→ Task brief
Please report every row below that contains the word "wavy", copying each such row in full. Case counts.

Part of a data file
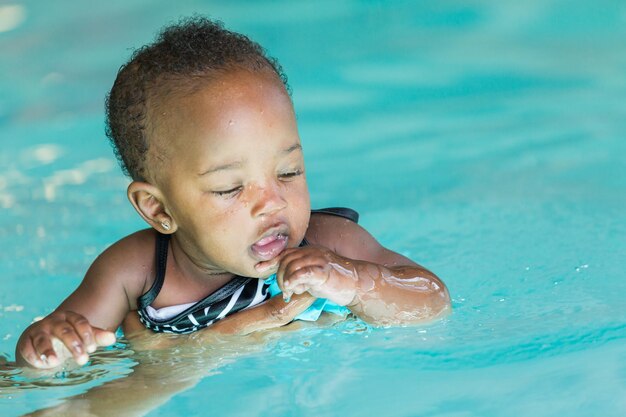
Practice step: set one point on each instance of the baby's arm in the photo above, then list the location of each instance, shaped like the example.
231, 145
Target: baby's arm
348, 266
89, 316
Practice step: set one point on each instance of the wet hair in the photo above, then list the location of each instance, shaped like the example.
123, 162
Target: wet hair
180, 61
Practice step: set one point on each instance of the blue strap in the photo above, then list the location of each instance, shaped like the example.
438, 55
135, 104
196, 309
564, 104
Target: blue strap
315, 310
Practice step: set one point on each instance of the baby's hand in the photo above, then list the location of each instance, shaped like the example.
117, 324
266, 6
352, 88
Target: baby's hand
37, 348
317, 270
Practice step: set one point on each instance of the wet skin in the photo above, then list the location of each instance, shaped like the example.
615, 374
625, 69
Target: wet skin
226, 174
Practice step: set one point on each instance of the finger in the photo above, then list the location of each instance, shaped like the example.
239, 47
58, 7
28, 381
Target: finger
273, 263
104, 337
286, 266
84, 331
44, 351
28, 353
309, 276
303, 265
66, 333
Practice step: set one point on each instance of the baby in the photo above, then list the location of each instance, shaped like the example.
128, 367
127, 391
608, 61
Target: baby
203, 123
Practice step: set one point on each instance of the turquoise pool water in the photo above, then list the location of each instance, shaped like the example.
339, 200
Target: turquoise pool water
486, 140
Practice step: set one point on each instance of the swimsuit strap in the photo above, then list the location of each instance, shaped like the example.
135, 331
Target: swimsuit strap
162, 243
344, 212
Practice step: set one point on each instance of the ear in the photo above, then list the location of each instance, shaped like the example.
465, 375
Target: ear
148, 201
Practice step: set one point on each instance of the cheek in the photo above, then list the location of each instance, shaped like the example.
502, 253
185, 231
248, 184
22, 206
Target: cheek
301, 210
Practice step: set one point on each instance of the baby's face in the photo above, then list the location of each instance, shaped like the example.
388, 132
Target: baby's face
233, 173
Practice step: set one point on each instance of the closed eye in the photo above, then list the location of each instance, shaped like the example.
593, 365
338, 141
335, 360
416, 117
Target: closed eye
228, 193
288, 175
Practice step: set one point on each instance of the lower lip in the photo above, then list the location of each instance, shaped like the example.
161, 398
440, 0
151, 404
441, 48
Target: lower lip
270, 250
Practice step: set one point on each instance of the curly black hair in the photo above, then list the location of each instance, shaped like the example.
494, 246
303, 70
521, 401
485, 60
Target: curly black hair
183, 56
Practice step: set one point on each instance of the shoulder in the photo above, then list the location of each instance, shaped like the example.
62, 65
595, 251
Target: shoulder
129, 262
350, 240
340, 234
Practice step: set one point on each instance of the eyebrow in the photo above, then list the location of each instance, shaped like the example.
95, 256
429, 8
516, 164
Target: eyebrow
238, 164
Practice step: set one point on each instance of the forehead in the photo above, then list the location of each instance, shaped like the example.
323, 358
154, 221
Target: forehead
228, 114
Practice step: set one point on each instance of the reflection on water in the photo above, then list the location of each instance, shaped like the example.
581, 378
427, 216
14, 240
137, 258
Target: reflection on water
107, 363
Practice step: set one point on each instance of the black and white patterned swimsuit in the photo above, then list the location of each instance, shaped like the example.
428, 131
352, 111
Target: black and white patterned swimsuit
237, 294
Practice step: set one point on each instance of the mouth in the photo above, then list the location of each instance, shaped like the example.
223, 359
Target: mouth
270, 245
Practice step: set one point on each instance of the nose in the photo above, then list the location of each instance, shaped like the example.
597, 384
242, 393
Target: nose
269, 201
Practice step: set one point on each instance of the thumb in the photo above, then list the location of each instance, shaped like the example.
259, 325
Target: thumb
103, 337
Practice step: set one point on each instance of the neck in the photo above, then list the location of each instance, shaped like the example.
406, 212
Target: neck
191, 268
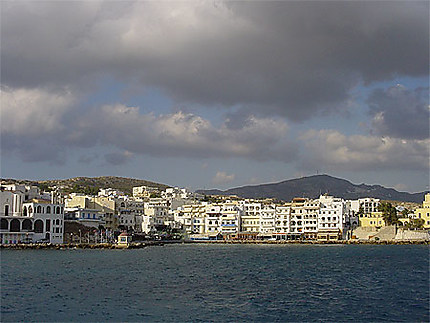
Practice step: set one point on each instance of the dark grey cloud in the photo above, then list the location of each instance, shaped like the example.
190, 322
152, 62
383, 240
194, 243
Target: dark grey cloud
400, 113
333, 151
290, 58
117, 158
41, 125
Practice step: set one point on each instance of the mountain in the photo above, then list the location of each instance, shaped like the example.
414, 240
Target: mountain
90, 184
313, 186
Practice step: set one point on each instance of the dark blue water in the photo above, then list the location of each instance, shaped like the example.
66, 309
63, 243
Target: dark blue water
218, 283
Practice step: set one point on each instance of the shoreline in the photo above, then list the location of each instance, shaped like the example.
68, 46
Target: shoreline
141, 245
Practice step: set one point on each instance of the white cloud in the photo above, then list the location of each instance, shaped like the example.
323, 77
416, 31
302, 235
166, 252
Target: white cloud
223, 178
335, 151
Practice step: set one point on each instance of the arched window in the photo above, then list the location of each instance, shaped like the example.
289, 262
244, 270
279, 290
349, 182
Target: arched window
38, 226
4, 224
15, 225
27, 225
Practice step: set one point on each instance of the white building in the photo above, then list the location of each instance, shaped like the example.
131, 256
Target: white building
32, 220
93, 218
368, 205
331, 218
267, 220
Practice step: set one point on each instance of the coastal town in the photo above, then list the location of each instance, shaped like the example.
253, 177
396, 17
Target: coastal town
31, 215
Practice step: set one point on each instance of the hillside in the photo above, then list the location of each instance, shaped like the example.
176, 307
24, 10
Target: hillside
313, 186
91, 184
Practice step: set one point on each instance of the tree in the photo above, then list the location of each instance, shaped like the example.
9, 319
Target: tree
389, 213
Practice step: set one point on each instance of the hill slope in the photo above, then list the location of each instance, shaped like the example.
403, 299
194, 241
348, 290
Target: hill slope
* * *
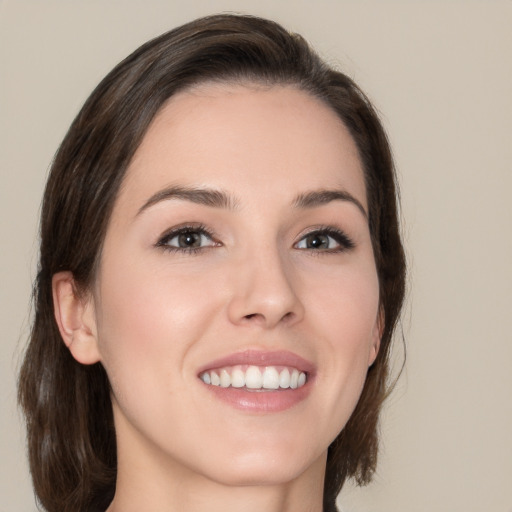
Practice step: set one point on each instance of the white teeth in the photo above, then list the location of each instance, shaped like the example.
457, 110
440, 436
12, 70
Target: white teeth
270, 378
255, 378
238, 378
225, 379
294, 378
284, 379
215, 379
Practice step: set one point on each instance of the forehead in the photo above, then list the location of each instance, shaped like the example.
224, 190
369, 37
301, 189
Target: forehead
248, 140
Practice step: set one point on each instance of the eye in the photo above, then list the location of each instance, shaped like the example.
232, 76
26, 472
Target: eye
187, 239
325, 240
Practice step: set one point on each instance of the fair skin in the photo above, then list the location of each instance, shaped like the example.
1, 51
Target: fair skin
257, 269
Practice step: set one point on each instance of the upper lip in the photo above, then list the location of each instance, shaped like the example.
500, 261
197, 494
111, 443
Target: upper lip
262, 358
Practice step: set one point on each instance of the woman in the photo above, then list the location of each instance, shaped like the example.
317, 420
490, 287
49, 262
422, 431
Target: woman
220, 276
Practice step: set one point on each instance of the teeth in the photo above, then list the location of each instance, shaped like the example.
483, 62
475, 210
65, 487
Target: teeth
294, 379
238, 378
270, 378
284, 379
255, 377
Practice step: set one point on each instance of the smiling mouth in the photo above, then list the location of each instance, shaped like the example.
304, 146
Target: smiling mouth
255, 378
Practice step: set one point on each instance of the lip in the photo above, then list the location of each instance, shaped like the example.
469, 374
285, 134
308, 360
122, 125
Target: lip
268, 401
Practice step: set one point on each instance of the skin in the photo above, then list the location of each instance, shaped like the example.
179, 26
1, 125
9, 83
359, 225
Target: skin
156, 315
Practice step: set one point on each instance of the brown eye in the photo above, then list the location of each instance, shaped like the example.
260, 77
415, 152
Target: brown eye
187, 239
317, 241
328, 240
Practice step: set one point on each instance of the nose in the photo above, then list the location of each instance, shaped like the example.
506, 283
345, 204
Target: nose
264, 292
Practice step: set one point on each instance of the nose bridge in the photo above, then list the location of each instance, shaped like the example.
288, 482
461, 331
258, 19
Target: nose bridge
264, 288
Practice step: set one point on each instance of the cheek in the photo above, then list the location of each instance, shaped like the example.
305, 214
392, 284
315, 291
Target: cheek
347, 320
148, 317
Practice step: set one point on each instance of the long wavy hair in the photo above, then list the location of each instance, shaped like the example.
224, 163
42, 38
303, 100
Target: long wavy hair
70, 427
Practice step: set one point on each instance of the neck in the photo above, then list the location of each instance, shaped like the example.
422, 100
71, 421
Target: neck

→ Complete answer
Practice step: set one point on each instance of the long wavy hair in the photo above, then list the location of each instance, shaped like the example.
Target: long wavy hair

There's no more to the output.